[What you have to do] Put the lines of the listing from the line with "Data-labeling checklist — object class = blurred" to the line with "64,306,920,656", both included, into a numbered list. Leave out any blank lines and include no other lines.

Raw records
● ● ● ● ● ● ●
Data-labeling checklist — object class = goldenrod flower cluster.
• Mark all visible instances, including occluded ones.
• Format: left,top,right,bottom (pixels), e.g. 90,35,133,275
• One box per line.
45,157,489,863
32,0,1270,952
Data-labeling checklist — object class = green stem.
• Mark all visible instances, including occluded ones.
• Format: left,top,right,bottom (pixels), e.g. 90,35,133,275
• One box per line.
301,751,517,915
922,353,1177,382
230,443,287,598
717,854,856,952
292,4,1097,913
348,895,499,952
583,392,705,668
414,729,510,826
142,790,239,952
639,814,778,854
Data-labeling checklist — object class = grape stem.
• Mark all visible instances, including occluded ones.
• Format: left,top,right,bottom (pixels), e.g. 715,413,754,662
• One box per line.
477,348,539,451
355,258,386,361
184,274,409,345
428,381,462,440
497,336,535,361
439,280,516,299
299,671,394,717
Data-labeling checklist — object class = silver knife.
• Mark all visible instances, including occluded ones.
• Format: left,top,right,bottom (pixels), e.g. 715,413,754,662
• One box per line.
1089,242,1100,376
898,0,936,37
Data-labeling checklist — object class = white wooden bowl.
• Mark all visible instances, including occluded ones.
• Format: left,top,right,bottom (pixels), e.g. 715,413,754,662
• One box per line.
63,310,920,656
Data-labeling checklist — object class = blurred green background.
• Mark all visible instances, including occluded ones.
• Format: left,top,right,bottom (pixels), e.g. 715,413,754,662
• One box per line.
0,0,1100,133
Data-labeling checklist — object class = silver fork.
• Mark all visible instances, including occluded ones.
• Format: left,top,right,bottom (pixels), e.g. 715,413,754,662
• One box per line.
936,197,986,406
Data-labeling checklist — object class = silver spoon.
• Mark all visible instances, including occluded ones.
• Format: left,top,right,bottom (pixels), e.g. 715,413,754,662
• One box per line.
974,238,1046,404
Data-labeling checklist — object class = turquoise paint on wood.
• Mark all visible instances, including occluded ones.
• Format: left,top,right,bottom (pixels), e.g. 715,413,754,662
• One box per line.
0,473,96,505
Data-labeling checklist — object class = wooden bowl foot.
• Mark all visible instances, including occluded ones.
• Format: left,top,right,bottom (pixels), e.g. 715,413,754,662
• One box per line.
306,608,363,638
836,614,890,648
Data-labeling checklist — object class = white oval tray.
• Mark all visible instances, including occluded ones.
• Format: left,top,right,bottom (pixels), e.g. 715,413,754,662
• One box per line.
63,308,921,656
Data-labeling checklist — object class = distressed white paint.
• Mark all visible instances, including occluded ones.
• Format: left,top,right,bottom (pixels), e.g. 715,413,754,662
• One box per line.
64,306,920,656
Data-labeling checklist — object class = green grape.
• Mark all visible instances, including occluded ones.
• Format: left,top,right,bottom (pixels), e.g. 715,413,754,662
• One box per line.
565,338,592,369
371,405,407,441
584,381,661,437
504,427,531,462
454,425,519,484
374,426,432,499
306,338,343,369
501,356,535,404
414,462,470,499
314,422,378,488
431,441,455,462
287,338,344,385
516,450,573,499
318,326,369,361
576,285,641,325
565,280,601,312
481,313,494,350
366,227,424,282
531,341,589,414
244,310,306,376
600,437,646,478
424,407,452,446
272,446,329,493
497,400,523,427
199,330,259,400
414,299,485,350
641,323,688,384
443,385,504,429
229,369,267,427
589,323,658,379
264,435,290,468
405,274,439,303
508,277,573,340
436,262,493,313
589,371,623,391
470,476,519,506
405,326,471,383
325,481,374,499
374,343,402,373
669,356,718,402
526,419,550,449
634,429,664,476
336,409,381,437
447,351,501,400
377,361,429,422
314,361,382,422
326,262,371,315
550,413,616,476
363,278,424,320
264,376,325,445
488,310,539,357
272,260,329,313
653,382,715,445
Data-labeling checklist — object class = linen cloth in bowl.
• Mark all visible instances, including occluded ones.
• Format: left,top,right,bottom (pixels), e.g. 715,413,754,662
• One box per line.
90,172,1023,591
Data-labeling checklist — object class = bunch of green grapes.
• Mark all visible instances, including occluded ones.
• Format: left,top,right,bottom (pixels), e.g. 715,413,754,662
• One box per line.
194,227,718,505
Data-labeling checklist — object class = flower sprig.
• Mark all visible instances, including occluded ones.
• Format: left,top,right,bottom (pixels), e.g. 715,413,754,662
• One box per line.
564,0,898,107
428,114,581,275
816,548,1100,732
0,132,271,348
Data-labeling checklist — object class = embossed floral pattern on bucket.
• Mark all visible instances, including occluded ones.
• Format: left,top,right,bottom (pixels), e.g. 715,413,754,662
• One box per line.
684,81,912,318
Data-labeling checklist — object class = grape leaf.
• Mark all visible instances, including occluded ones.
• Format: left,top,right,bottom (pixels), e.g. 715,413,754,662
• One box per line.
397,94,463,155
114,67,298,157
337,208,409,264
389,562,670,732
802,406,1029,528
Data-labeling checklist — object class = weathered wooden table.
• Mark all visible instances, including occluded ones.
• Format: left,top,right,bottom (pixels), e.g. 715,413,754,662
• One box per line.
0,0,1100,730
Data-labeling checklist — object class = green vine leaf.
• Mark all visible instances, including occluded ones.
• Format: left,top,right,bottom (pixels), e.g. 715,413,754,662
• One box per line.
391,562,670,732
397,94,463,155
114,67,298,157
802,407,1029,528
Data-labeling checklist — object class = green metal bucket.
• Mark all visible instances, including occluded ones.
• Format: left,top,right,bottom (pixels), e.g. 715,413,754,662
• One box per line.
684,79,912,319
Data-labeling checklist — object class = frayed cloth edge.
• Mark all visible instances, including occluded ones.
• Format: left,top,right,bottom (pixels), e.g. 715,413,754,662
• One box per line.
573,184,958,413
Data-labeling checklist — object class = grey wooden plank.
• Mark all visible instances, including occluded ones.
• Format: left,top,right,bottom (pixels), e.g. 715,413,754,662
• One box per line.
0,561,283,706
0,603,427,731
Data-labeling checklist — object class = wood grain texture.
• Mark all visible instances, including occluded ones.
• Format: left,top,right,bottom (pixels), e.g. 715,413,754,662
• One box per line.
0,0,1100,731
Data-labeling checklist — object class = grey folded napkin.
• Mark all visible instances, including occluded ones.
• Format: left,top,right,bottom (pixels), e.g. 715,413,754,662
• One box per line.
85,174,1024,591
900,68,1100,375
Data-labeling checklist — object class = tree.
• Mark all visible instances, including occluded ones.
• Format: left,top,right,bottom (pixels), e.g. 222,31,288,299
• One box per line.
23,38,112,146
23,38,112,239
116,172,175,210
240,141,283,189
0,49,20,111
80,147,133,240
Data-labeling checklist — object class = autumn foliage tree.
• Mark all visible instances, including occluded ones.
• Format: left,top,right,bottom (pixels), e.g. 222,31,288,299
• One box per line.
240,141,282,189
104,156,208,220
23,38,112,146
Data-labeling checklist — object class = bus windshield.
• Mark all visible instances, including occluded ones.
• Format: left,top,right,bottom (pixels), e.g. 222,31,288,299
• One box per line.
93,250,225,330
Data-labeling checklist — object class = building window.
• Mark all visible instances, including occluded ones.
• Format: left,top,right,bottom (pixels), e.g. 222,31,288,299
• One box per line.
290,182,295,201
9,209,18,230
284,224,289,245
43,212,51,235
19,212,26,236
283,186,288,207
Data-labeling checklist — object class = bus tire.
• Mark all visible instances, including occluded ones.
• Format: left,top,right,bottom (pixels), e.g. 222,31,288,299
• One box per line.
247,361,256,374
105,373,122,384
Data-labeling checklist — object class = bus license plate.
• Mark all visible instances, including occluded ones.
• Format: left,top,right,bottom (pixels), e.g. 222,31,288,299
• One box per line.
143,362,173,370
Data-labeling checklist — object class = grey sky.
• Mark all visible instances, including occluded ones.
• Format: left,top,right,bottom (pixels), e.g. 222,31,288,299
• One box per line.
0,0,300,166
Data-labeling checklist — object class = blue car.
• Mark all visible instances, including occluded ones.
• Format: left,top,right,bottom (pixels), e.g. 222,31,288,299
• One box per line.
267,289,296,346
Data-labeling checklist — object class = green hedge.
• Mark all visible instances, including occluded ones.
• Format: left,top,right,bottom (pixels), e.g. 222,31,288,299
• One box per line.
● ● ● ● ● ● ●
[Full answer]
1. Data-labeling checklist — object class = blurred green background.
2. • Mark all visible instances, including occluded ones.
3. • Format: left,top,right,bottom (pixels), e.g. 715,413,754,662
4. • One box per line.
5. 0,0,1100,133
6. Data-labeling checklist — object class = silver fork.
7. • Mark all visible instances, including occluded ones.
8. • Format: left,top,right,bottom (pixels), e.g. 715,413,754,662
9. • One box per line.
10. 936,197,986,406
11. Data-labeling checklist — object class = silver spoon.
12. • Mark all visible instances, including occluded ones.
13. • Format: left,top,right,bottom (pixels), e.g. 715,413,754,662
14. • One box per line.
15. 974,238,1046,404
16. Data-labeling checklist — object class = turquoise paint on wood.
17. • Mark all visible instances, including occluded ones.
18. • Format: left,top,right,bottom (pixels), e.g. 715,413,754,662
19. • One box per line.
20. 0,473,96,505
21. Data-labeling checklist — object class = wooden bowl foot.
22. • Mark all visible instances, including occluded ones.
23. • Format: left,top,right,bottom (pixels), e.g. 715,413,754,662
24. • One box per line.
25. 306,608,363,638
26. 836,614,890,648
27. Data-labeling checklist — object class = white oval tray.
28. • Mark all visible instances, including occluded ones.
29. • Format: left,top,right,bottom (pixels), e.g. 715,413,754,662
30. • One box per line.
31. 63,308,921,656
32. Data-labeling checklist — object class = distressed white paint.
33. • Mark all visible instances, including occluded ones.
34. • Format: left,top,right,bottom (pixels), e.g. 715,413,754,662
35. • One box per line.
36. 64,306,920,656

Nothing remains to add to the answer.